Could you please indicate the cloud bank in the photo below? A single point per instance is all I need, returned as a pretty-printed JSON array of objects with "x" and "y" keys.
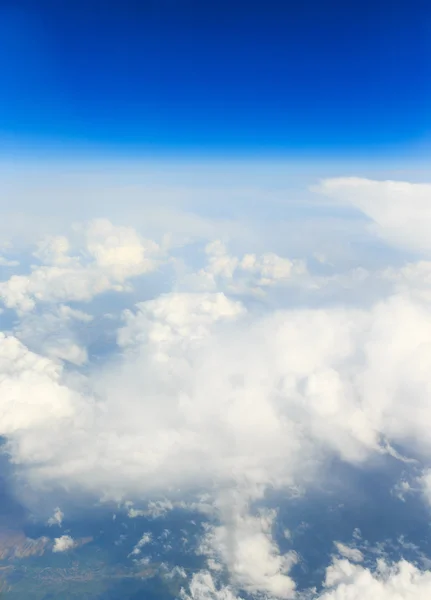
[{"x": 213, "y": 398}]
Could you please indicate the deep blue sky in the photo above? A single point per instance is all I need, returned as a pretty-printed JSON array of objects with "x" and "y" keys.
[{"x": 225, "y": 76}]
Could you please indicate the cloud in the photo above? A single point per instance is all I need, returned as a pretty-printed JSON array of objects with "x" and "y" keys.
[
  {"x": 244, "y": 544},
  {"x": 57, "y": 518},
  {"x": 106, "y": 257},
  {"x": 63, "y": 544},
  {"x": 210, "y": 402},
  {"x": 250, "y": 274},
  {"x": 353, "y": 554},
  {"x": 401, "y": 581},
  {"x": 400, "y": 211}
]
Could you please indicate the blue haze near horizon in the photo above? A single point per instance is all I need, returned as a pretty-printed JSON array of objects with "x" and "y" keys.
[{"x": 172, "y": 77}]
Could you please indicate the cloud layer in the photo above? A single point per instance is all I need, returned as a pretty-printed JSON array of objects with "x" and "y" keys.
[{"x": 213, "y": 398}]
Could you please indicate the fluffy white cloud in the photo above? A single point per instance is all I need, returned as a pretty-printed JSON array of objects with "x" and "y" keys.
[
  {"x": 206, "y": 396},
  {"x": 106, "y": 257},
  {"x": 402, "y": 581},
  {"x": 250, "y": 274},
  {"x": 57, "y": 517},
  {"x": 63, "y": 544},
  {"x": 353, "y": 554},
  {"x": 244, "y": 544}
]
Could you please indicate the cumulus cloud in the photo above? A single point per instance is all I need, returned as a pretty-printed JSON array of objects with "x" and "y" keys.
[
  {"x": 106, "y": 257},
  {"x": 402, "y": 581},
  {"x": 250, "y": 274},
  {"x": 63, "y": 544},
  {"x": 400, "y": 211},
  {"x": 57, "y": 517},
  {"x": 210, "y": 403},
  {"x": 245, "y": 545}
]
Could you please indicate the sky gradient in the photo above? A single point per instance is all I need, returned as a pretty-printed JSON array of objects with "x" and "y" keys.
[{"x": 172, "y": 77}]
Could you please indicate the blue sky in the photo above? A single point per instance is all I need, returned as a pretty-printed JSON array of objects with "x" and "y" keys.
[
  {"x": 215, "y": 293},
  {"x": 171, "y": 77}
]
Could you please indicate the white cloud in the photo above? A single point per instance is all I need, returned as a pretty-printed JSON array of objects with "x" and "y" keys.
[
  {"x": 208, "y": 397},
  {"x": 400, "y": 211},
  {"x": 63, "y": 544},
  {"x": 4, "y": 262},
  {"x": 57, "y": 517},
  {"x": 250, "y": 274},
  {"x": 353, "y": 554},
  {"x": 244, "y": 544},
  {"x": 402, "y": 581},
  {"x": 105, "y": 259},
  {"x": 203, "y": 587}
]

++++++++++

**AUFGABENZIEL:**
Wiederhole die Zeilen der Auflistung wortgetreu, beginnend mit der Zeile, die "Could you please indicate the cumulus" enthält, bis einschließlich der letzten Zeile der Auflistung.

**ERGEBNIS:**
Could you please indicate the cumulus cloud in the photo above? A single point per instance is all I need, returned as a pretty-printed JSON array of objects with "x" and "y" keys.
[
  {"x": 106, "y": 257},
  {"x": 402, "y": 581},
  {"x": 250, "y": 274},
  {"x": 63, "y": 544},
  {"x": 400, "y": 211},
  {"x": 57, "y": 517},
  {"x": 210, "y": 403},
  {"x": 245, "y": 545}
]
Could you please indicate the sky gradient in the photo above? A single point per instance is all I need, returned as a pretty-printed JSON array of objects with "x" and "y" keys.
[{"x": 172, "y": 77}]
Could you please indicate the blue sky in the photo above? A single point per instance is all I need, returned as a pretty-printed JSON array of objects with "x" and "y" keys.
[
  {"x": 215, "y": 293},
  {"x": 171, "y": 77}
]
Could you please indicate the white cloud in the photo above? A single point per instance is all I need, returned as a pretty-printed JSON array of objects with "x" and "y" keys.
[
  {"x": 208, "y": 397},
  {"x": 400, "y": 211},
  {"x": 63, "y": 544},
  {"x": 4, "y": 262},
  {"x": 57, "y": 517},
  {"x": 250, "y": 274},
  {"x": 353, "y": 554},
  {"x": 244, "y": 544},
  {"x": 402, "y": 581},
  {"x": 105, "y": 259},
  {"x": 203, "y": 587}
]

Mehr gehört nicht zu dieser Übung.